___ EXERCISE MATERIAL
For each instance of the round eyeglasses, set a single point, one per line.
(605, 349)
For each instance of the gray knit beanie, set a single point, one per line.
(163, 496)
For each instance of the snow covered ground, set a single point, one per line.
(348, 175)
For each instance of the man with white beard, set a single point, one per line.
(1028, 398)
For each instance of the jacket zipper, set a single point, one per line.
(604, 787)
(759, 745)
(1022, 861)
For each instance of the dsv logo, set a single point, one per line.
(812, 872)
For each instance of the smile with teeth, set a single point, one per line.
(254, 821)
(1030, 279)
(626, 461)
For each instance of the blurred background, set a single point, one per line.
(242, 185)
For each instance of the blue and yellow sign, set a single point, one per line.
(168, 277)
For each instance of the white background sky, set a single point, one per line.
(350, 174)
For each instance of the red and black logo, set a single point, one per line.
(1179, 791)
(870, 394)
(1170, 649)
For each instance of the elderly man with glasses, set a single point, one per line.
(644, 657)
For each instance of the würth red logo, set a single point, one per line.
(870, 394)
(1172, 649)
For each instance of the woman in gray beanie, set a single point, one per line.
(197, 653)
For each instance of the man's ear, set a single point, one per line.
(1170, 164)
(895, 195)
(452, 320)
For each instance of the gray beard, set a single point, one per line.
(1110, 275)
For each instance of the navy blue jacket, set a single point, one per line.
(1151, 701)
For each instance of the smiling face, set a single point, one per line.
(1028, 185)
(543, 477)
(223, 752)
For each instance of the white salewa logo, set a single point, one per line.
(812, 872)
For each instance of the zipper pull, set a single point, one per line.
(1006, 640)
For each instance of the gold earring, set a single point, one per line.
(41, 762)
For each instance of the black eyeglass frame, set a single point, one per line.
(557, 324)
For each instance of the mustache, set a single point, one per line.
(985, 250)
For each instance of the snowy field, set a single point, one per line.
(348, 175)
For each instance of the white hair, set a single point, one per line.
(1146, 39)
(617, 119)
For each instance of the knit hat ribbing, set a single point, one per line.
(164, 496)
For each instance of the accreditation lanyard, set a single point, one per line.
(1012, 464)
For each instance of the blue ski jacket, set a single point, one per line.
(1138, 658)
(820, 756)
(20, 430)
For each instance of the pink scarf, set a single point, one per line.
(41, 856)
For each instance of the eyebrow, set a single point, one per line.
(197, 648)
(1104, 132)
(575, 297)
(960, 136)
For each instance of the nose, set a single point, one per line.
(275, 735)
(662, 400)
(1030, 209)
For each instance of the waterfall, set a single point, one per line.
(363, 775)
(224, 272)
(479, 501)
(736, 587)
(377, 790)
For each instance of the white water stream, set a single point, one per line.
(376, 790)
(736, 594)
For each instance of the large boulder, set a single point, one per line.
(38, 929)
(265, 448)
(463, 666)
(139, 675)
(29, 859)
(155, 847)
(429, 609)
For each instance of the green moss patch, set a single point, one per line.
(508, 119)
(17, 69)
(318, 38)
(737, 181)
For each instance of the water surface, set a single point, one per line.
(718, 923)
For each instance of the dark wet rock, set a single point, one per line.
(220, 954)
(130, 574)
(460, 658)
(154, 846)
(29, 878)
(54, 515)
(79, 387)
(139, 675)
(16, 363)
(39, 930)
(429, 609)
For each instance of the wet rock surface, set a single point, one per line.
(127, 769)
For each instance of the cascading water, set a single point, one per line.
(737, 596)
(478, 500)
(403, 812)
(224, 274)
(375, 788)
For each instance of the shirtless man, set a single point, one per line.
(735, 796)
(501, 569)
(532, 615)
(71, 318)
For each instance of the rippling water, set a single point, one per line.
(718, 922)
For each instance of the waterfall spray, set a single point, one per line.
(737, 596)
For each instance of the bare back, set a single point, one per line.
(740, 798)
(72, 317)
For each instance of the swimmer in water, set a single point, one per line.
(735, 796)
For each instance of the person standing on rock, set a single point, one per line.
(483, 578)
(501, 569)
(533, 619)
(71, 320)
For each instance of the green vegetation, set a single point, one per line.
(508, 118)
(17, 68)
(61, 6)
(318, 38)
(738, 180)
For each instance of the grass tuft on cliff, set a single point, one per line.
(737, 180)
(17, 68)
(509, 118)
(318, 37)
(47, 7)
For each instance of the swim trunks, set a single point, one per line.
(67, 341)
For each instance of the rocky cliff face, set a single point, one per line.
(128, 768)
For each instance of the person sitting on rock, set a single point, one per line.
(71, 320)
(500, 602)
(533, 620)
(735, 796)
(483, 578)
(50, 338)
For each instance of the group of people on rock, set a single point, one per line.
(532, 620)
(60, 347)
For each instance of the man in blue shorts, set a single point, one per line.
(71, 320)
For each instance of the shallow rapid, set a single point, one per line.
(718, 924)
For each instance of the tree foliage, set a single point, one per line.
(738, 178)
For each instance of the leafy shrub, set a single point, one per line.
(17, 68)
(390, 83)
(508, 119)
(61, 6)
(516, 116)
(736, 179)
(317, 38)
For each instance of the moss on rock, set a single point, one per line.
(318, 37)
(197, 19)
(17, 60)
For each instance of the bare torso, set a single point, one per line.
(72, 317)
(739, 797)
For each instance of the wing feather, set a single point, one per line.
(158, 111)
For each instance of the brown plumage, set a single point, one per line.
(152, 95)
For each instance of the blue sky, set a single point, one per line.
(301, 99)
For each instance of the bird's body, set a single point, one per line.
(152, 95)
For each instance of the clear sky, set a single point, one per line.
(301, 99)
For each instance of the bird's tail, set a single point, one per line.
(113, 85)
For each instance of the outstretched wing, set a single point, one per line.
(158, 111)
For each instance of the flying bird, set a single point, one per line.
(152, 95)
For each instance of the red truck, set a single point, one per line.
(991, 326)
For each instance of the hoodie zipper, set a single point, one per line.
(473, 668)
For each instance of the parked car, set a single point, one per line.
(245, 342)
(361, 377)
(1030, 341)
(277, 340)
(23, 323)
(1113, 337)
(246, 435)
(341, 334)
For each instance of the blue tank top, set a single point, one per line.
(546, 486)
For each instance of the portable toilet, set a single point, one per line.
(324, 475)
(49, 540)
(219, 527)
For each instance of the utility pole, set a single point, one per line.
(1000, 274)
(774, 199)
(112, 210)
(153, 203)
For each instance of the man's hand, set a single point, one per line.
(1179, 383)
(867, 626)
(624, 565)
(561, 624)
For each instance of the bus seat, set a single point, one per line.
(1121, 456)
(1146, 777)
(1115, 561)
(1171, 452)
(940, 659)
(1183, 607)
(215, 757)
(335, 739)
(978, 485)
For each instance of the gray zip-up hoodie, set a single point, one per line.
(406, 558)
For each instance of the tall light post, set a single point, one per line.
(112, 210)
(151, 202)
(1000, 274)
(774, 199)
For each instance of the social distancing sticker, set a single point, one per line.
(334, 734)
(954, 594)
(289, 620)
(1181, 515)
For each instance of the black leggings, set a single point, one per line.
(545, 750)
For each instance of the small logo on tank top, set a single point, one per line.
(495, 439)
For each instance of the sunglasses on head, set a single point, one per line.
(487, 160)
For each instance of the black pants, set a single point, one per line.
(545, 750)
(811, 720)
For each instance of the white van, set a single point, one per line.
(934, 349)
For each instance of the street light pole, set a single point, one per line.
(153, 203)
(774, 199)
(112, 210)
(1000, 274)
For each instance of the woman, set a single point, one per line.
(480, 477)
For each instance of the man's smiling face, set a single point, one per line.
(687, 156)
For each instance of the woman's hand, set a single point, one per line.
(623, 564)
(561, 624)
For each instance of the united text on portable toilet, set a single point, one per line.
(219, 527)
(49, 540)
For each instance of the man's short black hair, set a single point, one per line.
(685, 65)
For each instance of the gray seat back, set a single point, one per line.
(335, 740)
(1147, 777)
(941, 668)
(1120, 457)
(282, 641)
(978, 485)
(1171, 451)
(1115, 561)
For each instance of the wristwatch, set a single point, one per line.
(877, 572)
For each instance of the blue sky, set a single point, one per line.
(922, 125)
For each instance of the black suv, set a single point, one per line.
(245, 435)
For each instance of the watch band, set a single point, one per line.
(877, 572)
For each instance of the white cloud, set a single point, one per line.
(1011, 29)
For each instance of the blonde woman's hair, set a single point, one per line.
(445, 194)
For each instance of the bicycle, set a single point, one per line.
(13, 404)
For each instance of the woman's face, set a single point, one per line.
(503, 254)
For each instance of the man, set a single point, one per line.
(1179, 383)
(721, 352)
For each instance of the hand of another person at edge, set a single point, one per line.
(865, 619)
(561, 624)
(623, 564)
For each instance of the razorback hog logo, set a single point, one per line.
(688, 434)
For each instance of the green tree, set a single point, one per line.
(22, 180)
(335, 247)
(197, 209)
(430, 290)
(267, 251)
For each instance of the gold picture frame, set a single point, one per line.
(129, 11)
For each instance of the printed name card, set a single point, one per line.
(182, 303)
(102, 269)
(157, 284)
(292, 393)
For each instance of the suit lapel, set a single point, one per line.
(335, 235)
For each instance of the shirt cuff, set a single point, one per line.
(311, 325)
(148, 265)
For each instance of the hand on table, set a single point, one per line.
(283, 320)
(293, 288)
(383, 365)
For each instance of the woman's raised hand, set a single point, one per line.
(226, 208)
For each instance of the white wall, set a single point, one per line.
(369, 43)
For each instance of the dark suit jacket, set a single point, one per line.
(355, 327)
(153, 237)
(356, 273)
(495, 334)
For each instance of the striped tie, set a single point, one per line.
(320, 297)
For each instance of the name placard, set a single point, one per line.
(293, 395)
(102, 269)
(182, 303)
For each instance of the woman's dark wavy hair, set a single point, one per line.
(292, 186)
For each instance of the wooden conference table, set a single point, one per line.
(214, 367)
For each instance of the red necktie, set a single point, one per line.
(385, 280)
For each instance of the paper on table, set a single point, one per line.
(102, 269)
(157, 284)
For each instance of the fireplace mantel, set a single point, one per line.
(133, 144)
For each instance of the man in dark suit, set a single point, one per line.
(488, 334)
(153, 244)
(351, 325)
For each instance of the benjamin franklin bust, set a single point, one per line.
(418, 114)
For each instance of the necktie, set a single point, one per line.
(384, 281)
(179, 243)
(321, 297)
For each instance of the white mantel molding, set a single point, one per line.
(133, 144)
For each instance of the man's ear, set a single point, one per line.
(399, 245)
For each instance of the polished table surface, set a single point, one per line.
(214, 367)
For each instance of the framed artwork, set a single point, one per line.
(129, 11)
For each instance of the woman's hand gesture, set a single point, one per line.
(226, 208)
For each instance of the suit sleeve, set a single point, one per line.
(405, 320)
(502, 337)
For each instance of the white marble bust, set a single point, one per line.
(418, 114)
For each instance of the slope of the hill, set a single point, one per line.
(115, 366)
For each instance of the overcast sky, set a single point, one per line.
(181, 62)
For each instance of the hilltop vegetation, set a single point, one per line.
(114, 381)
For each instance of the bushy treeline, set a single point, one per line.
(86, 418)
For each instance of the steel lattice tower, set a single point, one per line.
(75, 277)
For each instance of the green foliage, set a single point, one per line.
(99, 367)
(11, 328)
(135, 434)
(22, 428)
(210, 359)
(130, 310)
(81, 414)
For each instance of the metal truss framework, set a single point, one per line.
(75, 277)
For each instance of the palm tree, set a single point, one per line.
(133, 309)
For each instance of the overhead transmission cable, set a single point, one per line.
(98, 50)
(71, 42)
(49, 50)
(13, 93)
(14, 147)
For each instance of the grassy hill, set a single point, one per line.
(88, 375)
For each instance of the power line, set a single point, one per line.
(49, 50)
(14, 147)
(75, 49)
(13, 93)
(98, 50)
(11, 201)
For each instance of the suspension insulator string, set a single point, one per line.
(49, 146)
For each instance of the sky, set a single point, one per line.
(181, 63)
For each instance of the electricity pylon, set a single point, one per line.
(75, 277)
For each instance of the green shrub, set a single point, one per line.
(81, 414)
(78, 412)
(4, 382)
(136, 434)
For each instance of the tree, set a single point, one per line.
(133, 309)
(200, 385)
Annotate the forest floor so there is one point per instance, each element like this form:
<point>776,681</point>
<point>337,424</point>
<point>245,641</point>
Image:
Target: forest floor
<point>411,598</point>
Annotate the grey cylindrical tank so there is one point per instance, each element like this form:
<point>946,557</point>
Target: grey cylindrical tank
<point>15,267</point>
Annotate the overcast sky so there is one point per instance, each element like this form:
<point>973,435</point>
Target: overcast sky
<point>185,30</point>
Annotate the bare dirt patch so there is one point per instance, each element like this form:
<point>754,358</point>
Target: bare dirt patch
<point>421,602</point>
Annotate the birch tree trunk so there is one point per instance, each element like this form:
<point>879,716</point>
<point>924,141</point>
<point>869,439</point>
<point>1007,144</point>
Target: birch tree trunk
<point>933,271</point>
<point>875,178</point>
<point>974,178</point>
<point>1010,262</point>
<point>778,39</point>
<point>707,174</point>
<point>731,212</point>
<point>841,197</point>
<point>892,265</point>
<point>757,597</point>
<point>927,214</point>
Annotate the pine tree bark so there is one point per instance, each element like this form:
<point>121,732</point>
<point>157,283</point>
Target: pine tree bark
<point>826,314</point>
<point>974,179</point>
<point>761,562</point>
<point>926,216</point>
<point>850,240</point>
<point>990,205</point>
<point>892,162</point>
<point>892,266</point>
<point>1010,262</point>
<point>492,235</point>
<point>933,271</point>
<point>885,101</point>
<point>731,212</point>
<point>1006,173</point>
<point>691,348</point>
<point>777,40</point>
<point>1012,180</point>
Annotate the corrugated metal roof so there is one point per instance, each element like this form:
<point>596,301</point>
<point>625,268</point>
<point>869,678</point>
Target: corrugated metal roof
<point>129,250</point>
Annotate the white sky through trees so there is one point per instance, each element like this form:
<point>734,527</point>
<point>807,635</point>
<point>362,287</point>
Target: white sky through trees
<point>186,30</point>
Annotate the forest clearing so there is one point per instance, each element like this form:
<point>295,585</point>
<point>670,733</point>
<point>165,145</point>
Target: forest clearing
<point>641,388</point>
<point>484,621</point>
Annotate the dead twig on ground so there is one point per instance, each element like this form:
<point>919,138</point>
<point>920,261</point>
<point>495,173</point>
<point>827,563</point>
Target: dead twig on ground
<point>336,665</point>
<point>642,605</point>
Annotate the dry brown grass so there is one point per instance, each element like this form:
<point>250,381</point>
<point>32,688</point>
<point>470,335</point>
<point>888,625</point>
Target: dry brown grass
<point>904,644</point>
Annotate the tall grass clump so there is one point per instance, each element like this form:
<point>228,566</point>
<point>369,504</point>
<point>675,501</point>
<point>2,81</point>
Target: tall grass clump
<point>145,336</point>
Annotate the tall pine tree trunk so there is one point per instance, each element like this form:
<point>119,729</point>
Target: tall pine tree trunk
______
*ACTIVITY:* Repeat only the stretch of lines that opens with the line containing "<point>470,335</point>" and closes with the final line of the entries, both included, exactly as written.

*ANSWER BOX:*
<point>470,335</point>
<point>888,625</point>
Target: dry brown grass
<point>904,644</point>
Annotate the tall grass clump so there is one point per instance, each element like this form:
<point>228,566</point>
<point>369,504</point>
<point>675,501</point>
<point>2,81</point>
Target: tall grass clump
<point>145,336</point>
Annotate the tall pine tree trunk so there is one point per instance, each element like this form:
<point>119,729</point>
Target: tall pine tree trunk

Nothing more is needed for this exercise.